* [Actions to take]
1. Answer these questions using the article on additive manufacturing in sustainment:
(a) For how long has rapid prototyping been in practice?
(b) In what year did America Makes expand its focus to include maintenance and sustainment?
(c) Apart from replacement parts production and repair, to what do the opportunities for AM in sustainment apply?
2. Proceed with the article on additive manufacturing as a sustainment enabler, writing on from its final paragraph.

* [Page extract]
-----

Additive Manufacturing as a Sustainment Enabler


To print a PDF copy of this article, click here.


By Marilyn Gaska, Ph.D. – Teresa Clement, Ph.D.

From an industry perspective, additive manufacturing (AM) has been a focus for more than 10 years, though rapid prototyping has actually been in practice for over 30 years with early emphasis and continued usage primarily during design and manufacturing of new systems.However, AM recently received increased public focus in the Department of Defense (DoD) and the media, as well as in discussions within the Aerospace Industry Association (AIA) Product Support Committee. Over the last 2 years, increased awareness around the opportunity for AM as an enabler for sustainment has led industry to actively support the vision and begin to realize the benefits for the warfighter by aligning with new public-private partnership constructs, such as those enabled by the National Network for Manufacturing Innovation (NNMI). In support of this vision, America Makes, as the National Additive Manufacturing Innovation Institute, also expanded focus in 2015 to include application to maintenance and sustainment.

Left: A future leading-edge tool for a C-5 cargo plane. Right: Examples of 16 aircraft additive manufacturing tools that are up to 9-feet long when assembled. Source: William Flite, “Large Scale Additive Manufacturing at Lockheed Martin,” from briefing at the 2015 conference of Additive Manufacturing in Defense and Aerospace (AMDA), June 23, 2015. Used by permission of Lockheed Martin. These images © 2014, Lockheed Martin Corp., All Rights Reserved.

Left: A future leading-edge tool for a C-5 cargo plane. Right: Examples of 16 aircraft additive manufacturing tools that are up to 9-feet long when assembled.
Source: William Flite, “Large Scale Additive Manufacturing at Lockheed Martin,” from briefing at the 2015 conference of Additive Manufacturing in Defense and Aerospace (AMDA), June 23, 2015. Used by permission of Lockheed Martin.
These images © 2014, Lockheed Martin Corp., All Rights Reserved.

The opportunities for AM in sustainment apply not only to replacement parts production and repair but also to tools and fixtures for repairs. As such, opportunities can apply to both industry- and government-operated repair depots in the United States and abroad. The application of AM in the deployed environment also provides a unique opportunity to seek industry digital data or thread in order to secure an AM-enabled distributed supply chain solution and rapid field-delivery of components. As part of the approach for obsolescence, many industry and government depots are evaluating capabilities for scanning, redesign for AM, and fabrication in the field of parts no longer available on long-lifetime fielded systems.

-----

Location labeling records
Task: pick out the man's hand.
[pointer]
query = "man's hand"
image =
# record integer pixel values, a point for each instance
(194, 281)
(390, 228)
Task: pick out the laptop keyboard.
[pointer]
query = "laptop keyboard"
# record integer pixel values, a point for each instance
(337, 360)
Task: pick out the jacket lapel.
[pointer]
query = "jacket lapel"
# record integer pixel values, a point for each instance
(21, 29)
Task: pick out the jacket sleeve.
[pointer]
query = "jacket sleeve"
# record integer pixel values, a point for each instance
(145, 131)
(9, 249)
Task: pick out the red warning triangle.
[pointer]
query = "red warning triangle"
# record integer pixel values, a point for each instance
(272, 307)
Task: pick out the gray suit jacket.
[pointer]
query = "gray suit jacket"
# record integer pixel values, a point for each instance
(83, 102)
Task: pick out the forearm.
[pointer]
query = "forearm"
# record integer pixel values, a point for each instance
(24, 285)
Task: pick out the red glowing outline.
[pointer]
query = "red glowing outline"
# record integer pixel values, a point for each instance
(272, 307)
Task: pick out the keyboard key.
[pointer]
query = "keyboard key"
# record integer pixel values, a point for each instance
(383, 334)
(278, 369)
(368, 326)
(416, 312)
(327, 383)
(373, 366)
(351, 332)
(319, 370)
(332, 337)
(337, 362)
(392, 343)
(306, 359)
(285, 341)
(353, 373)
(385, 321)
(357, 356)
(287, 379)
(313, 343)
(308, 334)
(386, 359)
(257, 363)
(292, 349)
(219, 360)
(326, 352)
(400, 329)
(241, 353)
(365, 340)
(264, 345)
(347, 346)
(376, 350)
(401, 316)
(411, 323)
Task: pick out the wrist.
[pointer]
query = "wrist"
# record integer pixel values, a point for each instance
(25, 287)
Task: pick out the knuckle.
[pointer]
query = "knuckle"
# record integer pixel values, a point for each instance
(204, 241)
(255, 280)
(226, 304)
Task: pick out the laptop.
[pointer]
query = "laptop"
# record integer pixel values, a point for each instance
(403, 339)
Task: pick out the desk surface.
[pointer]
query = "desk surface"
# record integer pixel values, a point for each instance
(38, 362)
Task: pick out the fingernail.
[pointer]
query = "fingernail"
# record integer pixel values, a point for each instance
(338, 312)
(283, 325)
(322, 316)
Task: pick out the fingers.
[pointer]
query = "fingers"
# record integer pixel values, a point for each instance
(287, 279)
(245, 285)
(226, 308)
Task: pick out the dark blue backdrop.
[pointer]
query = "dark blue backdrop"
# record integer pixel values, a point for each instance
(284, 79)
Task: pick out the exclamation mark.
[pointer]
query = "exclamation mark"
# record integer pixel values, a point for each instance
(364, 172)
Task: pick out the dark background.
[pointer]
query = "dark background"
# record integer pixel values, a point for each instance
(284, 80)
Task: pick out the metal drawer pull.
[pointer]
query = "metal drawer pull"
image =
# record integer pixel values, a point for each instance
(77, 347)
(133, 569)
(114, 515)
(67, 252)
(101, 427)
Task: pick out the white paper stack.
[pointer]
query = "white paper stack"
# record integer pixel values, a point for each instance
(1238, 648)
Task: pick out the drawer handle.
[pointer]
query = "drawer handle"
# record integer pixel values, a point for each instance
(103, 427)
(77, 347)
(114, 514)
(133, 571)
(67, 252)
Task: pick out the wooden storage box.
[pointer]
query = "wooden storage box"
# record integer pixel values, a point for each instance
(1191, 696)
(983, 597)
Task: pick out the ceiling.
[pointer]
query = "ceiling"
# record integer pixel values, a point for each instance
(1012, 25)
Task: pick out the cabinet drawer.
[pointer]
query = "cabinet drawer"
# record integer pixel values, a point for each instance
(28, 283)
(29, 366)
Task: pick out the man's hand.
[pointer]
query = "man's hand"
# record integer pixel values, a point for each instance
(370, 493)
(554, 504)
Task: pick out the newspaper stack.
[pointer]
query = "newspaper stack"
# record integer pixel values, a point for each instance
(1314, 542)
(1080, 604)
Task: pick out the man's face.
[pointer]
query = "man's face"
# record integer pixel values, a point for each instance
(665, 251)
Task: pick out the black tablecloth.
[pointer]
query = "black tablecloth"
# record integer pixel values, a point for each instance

-----

* [Task-by-task outputs]
1.
(a) Over 30 years.
(b) 2015.
(c) Tools and fixtures for repairs.

2.
Incorporation of newly designed AM-produced components into planned modifications and upgrades is an additional post-production opportunity funded by sustainment budgets. Defining and implementing the business model and infrastructure for reimbursing the participants in the value chain for intellectual property, data as a service and actual AM of components is a current focus. There are opportunities for original equipment manufacturers and suppliers, including small business. This focus complements AIA’s ongoing leadership in technical data management, industry standards and data rights as well as government and industry collaboration in Sustainment Business Model Wargames.

Current Applications/Capabilities

A look at current applications in industry of AM and supporting capabilities needs to go beyond the focus on parts. While AM with both polymers and metals provides a path from computer-aided design to finished part with minimum touch labor and time, today AM offers the capability to rapidly and affordably produce custom tooling and shop aids to improve maintenance efficiency. The photos provide examples of AM small tools citing$225,000 cost savings over conventional methods and of large tools used in sustainment. As metal AM technologies mature and become more widespread, they likely will be used to produce replacement parts for legacy aircraft even when drawings and tooling no longer exist. AM integrates seamlessly with the “Digital Thread.”

Success requires a team sport. Methods require not just the actual printing of the part by one of a number of technologies. Material science is key, as well as secondary processing operations to include heat treatment and surface finishing. Non-destructive inspection (NDI) approaches are also needed to support certification and accreditation of the parts. Design practices also need to change to have maximum leverage of the technology. In sustainment, additive repair processes provide options for addition to materials to parts that may have previously been considered “consumables” as opposed to “reparables.” Culture also is important across the team, including design engineering, quality and airworthiness roles. A communication challenge is presented by the fact that the term “certification” means different things to each of these organizations.

When we look for specific successes in industry, the following is a short list of examples:

  • Lockheed Martin parts obsolescence solutions for legacy platforms in depot operations
  • Sikorsky cold spray repair applications
  • Printing of specialty tools on demand rather than storing for years or deploying more support equipment, including indirect part tooling and castings
  • Raytheon field grip refit for human factors considerations and personal customization
  • Elevate Systems small business design service for reverse engineering and legacy part replacement (Source: Scott Gray, “Utilizing Additive Manufacturing For the B-52 Radar Blower Assembly,” National Center for Manufacturing Sciences Technology Showcase, George Mason University, Nov. 3, 2015)

One additional benefit has been the reduction in number of mechanical parts to perform a function, resulting in less time in assembly and fewer connectors.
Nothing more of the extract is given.